## BEGIN LISTING
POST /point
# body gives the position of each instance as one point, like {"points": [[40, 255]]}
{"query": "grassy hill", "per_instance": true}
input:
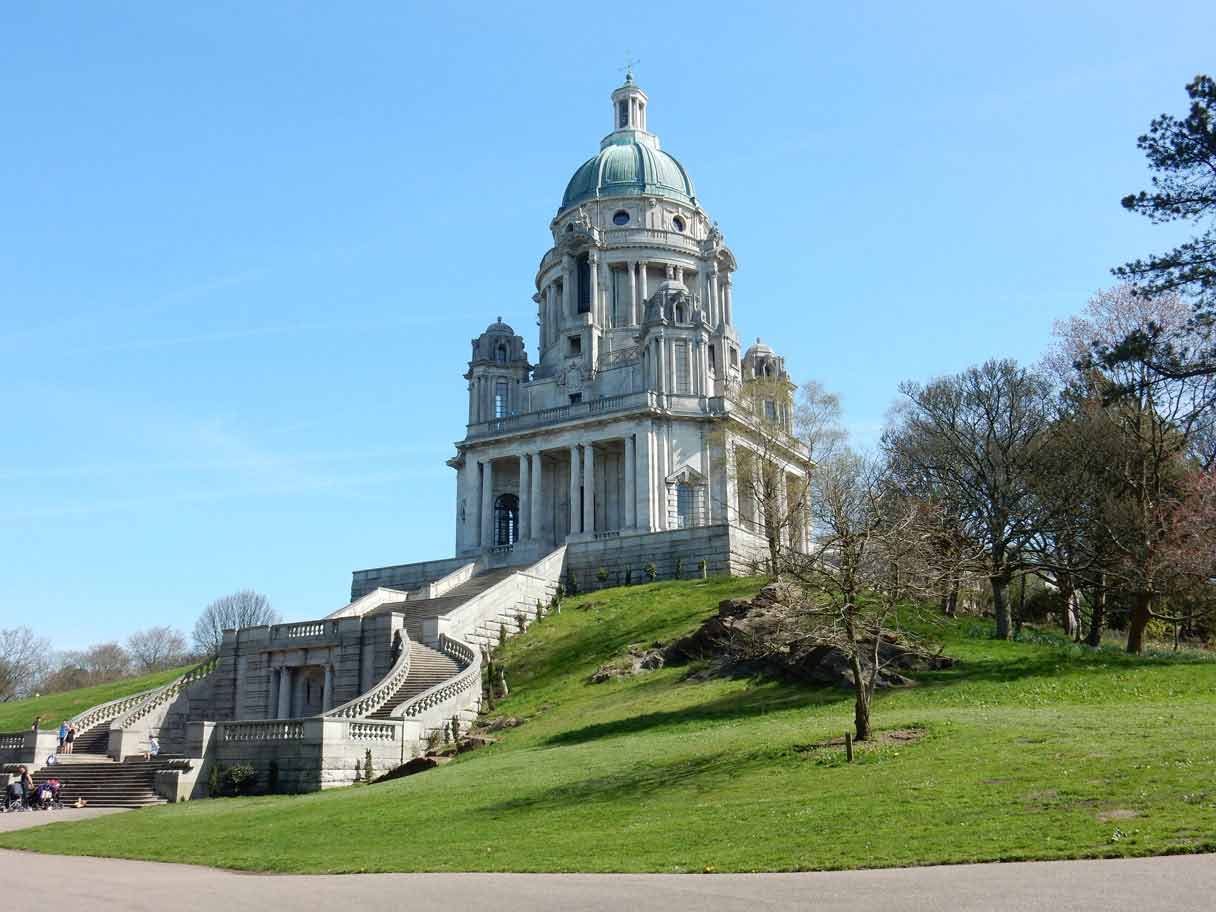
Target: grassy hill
{"points": [[55, 708], [1029, 750]]}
## END LISTING
EXERCISE PROMPT
Copy all the data above again, requests included, but multiply each point coordinate in the answers by 1.65 and round to whole numbers, with halves rounded up, leaving every other number unchanged. Leave the pictures out.

SOLUTION TO THIS PROBLEM
POST /point
# body gives the position of each instance as one point, like {"points": [[40, 255]]}
{"query": "grassy hill", "per_instance": true}
input:
Target: grassy hill
{"points": [[91, 1168], [1698, 1238]]}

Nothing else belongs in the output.